Instrucción A:
Responde estas preguntas con base en el texto sobre el desplazamiento en Colombia:
(i) ¿En qué porcentaje disminuyó en 2003 el número de nuevos desplazados forzados en relación con 2002?
(ii) ¿En cuántas regiones de Colombia hay grandes comunidades de población indígena bloqueadas, según Jan Egeland?
(iii) ¿En qué provincia se encuentra Jiguamiandó?

Texto de la página:

_____

En 2003 se invirtió una tendencia que venía siendo creciente, y el número de nuevos desplazados forzados disminuyó 52 por ciento en relación con 2002, de acuerdo con datos del gobierno.

Pero la otra cara de ese aparente buen resultado es que aumentó el confinamiento de poblaciones mediante el bloqueo militar, la restricción de desplazamientos y el control de víveres, con el argumento de que éstos podrían ir a parar a manos de la guerrilla.

Confinamiento «es un término que no le gusta al gobierno, pero es un elemento nuevo de la crisis, y hoy es tan grave el confinamiento como el desplazamiento», afirmó Rojas.

Jan Egeland, secretario general adjunto para asuntos humanitarios y coordinador del socorro de emergencia de la Organización de las Naciones Unidas, manifestó la preocupación de ese organismo «por las 10 regiones (de Colombia) donde hay grandes comunidades de población indígena bloqueadas».

Pero Rojas no puede dar cifras sobre el confinamiento, pues cuando la Codhes intenta hacer trabajo de campo al respecto, «nos toca regresar porque los paramilitares no nos dejan entrar».

En estos días no hay forma de comprobar el olor del pánico en Jiguamiandó, en la noroccidental provincia del Chocó. La comunidad está sitiada y «el que sale es hombre muerto», dijo Rojas.

_____

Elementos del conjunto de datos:
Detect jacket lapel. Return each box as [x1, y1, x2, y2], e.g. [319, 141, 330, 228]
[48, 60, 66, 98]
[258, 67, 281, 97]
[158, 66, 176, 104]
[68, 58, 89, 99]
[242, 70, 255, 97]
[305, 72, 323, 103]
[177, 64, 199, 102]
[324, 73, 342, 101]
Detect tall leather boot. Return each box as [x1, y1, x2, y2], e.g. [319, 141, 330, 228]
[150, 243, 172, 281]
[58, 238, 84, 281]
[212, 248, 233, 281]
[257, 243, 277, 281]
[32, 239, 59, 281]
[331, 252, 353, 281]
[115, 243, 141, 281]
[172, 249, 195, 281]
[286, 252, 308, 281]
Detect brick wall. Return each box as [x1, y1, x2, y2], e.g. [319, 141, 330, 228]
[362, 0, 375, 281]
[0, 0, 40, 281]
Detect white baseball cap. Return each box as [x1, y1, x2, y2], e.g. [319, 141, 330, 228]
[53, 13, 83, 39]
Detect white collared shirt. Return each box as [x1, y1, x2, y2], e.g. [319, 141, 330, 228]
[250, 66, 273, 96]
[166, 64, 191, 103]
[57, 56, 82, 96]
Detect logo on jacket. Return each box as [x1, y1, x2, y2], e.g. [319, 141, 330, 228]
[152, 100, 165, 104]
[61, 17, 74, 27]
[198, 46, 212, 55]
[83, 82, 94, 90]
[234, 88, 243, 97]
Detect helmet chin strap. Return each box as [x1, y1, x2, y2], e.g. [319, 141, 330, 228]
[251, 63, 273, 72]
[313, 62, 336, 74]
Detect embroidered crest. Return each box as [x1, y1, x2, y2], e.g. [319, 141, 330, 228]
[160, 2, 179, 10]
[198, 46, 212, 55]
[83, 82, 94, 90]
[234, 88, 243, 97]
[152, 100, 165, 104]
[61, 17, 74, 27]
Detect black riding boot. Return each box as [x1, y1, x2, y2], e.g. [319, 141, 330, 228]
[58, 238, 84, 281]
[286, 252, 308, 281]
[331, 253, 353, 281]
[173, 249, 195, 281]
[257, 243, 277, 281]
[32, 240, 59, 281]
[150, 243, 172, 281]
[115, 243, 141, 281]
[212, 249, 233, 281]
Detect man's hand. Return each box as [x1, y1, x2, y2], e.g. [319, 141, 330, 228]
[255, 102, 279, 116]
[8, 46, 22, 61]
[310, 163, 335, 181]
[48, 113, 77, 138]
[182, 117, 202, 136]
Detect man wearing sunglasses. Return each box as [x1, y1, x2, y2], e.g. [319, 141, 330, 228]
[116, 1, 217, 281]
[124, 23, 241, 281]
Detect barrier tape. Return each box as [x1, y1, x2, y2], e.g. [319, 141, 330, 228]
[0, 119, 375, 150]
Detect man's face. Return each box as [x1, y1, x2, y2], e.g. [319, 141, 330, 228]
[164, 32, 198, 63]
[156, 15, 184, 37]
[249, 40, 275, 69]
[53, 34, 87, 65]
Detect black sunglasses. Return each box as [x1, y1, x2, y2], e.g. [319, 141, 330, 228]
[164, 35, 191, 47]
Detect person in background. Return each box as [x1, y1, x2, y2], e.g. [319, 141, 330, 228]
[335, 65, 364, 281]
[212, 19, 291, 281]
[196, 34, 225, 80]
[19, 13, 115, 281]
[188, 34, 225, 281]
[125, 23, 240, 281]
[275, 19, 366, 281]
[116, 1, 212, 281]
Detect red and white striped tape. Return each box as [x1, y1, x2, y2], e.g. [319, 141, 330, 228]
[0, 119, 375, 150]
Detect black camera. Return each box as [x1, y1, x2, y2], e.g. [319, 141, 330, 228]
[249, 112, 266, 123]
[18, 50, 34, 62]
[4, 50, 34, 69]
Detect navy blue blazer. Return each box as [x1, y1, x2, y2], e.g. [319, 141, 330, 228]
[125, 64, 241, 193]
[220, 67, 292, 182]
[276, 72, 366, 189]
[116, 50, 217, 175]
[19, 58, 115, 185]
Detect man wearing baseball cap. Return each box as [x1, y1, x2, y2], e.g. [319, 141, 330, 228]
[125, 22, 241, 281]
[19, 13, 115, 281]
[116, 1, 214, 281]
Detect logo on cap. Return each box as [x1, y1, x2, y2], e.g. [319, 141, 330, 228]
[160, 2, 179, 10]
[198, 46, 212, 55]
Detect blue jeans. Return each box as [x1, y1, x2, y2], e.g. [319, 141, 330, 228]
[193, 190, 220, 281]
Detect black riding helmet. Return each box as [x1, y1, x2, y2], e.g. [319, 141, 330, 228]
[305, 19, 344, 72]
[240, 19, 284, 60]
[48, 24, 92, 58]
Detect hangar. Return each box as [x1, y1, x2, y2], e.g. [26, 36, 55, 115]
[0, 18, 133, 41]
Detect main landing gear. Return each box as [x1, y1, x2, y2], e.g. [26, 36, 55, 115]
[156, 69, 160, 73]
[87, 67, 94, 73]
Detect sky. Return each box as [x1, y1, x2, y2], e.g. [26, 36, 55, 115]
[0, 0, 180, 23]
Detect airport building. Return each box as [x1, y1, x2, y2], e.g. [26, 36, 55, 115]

_____

Instrucción B: Convierte en una lista JSON de cadenas todo el listado, desde su inicio hasta la línea que contiene "[0, 0, 40, 281]", con ambos extremos incluidos. Usa una cadena por línea y omite las líneas en blanco.

Respuesta A:
(i) 52 por ciento.
(ii) En 10 regiones.
(iii) En la provincia del Chocó.

Respuesta B:
[
  "Detect jacket lapel. Return each box as [x1, y1, x2, y2], e.g. [319, 141, 330, 228]",
  "[48, 60, 66, 98]",
  "[258, 67, 281, 97]",
  "[158, 66, 176, 104]",
  "[68, 58, 89, 99]",
  "[242, 70, 255, 97]",
  "[305, 72, 323, 103]",
  "[177, 64, 199, 102]",
  "[324, 73, 342, 101]",
  "Detect tall leather boot. Return each box as [x1, y1, x2, y2], e.g. [319, 141, 330, 228]",
  "[150, 243, 172, 281]",
  "[58, 238, 84, 281]",
  "[212, 248, 233, 281]",
  "[257, 243, 277, 281]",
  "[32, 239, 59, 281]",
  "[331, 252, 353, 281]",
  "[115, 243, 141, 281]",
  "[172, 249, 195, 281]",
  "[286, 252, 308, 281]",
  "Detect brick wall. Return each box as [x1, y1, x2, y2], e.g. [319, 141, 330, 228]",
  "[362, 0, 375, 281]",
  "[0, 0, 40, 281]"
]